[Records for this exercise Boundary: Start]

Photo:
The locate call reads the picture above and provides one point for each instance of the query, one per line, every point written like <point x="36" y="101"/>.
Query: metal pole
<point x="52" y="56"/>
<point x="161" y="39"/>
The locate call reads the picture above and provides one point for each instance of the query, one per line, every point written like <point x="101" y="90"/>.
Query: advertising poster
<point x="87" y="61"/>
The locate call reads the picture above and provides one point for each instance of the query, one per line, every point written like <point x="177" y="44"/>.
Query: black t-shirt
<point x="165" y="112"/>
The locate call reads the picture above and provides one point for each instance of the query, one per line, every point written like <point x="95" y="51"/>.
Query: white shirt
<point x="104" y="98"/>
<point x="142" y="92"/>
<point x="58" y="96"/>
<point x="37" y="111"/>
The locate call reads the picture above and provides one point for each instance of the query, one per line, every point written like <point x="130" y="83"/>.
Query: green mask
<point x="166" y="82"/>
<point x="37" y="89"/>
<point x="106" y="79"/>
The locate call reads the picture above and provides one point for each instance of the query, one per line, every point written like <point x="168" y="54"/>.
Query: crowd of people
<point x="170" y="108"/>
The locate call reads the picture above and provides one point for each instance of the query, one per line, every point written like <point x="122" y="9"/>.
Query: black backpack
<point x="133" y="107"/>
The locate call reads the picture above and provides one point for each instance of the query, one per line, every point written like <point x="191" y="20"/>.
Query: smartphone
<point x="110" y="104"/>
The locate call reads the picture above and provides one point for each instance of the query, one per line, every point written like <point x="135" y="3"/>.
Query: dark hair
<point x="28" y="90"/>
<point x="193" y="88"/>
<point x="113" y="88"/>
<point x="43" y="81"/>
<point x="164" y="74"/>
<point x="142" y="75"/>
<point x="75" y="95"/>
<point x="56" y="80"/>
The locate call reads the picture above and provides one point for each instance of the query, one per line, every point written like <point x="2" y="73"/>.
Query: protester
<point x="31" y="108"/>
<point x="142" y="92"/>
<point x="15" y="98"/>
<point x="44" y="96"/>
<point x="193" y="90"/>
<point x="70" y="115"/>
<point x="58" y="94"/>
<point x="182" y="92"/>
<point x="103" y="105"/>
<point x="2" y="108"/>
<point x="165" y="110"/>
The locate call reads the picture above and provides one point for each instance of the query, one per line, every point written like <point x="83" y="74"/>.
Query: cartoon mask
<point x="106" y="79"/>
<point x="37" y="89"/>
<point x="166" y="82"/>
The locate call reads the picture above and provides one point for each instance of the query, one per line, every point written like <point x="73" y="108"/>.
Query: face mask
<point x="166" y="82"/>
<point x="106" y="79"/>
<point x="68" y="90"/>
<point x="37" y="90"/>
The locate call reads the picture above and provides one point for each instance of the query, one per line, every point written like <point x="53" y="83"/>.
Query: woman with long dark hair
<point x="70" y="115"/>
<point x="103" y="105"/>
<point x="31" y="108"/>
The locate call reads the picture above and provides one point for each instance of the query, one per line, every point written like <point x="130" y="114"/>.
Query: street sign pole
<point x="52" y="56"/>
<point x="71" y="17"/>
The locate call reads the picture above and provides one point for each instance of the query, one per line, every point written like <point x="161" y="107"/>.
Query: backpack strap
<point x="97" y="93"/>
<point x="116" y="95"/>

[Records for this exercise Boundary: End]

Transcribe every record verbatim.

■ Result of the task
Photo:
The locate call reads the picture above and provides one point for each instance of the query, one per line, every point written like <point x="36" y="101"/>.
Query: metal pole
<point x="52" y="56"/>
<point x="161" y="39"/>
The locate call reads the picture above and provides one point for each instance of the query, one per line, every point written like <point x="101" y="90"/>.
Query: advertising poster
<point x="87" y="61"/>
The locate call reads the picture above and provides one point for each instance of the query, one per line, every point written like <point x="177" y="44"/>.
Query: black t-shirt
<point x="165" y="112"/>
The locate call reads the picture above and provides one point for each instance of the query, one per line, every point written like <point x="95" y="51"/>.
Query: white shirt
<point x="104" y="98"/>
<point x="142" y="92"/>
<point x="58" y="96"/>
<point x="37" y="111"/>
The locate call reads the picture above and provides one point for each instance of the query, one per line, every point written like <point x="130" y="83"/>.
Query: green mask
<point x="166" y="82"/>
<point x="37" y="89"/>
<point x="106" y="79"/>
The locate call reads the picture above and provides one point for each instance of the query, one per line, every point written like <point x="168" y="54"/>.
Query: crowd of people
<point x="170" y="108"/>
The locate call reads the picture above and provides one point for each instance of the query, one per line, every point written like <point x="122" y="9"/>.
Query: black backpack
<point x="133" y="107"/>
The locate call reads the picture above and provides one point for each instance of the query, one per line, every point written like <point x="191" y="20"/>.
Query: smartphone
<point x="110" y="104"/>
The locate call reads the picture above and provides one point for each instance of the query, one per line, every point written like <point x="135" y="3"/>.
Query: dark hair
<point x="28" y="90"/>
<point x="193" y="88"/>
<point x="113" y="88"/>
<point x="43" y="81"/>
<point x="164" y="74"/>
<point x="142" y="75"/>
<point x="75" y="95"/>
<point x="56" y="80"/>
The locate call reads the picture above and provides one point for each instance of the query, one per line, every point written like <point x="2" y="73"/>.
Query: protester
<point x="31" y="108"/>
<point x="142" y="92"/>
<point x="15" y="98"/>
<point x="44" y="96"/>
<point x="193" y="90"/>
<point x="70" y="115"/>
<point x="58" y="94"/>
<point x="182" y="92"/>
<point x="103" y="105"/>
<point x="2" y="108"/>
<point x="165" y="110"/>
The locate call reads the picture above and provides one point for each instance of the query, one per line, every point written like <point x="83" y="74"/>.
Query: cartoon mask
<point x="106" y="79"/>
<point x="37" y="89"/>
<point x="166" y="82"/>
The locate call reads the picture above and provides one point for each instance of the query, one per line, every point written like <point x="73" y="108"/>.
Query: face mask
<point x="166" y="82"/>
<point x="106" y="79"/>
<point x="68" y="90"/>
<point x="37" y="90"/>
The locate call reads the picture above and provides one point for each instance of the query, one per line, every point written like <point x="53" y="83"/>.
Query: woman with long dark hair
<point x="70" y="115"/>
<point x="103" y="105"/>
<point x="31" y="108"/>
The locate call reads the picture above and provides one point for each instance of the query, one per line, every point written like <point x="130" y="114"/>.
Query: street sign pole
<point x="52" y="56"/>
<point x="71" y="17"/>
The locate call reads the picture above and provides one point for each instance of the query, one per line, every point written like <point x="161" y="107"/>.
Query: backpack strap
<point x="97" y="93"/>
<point x="116" y="95"/>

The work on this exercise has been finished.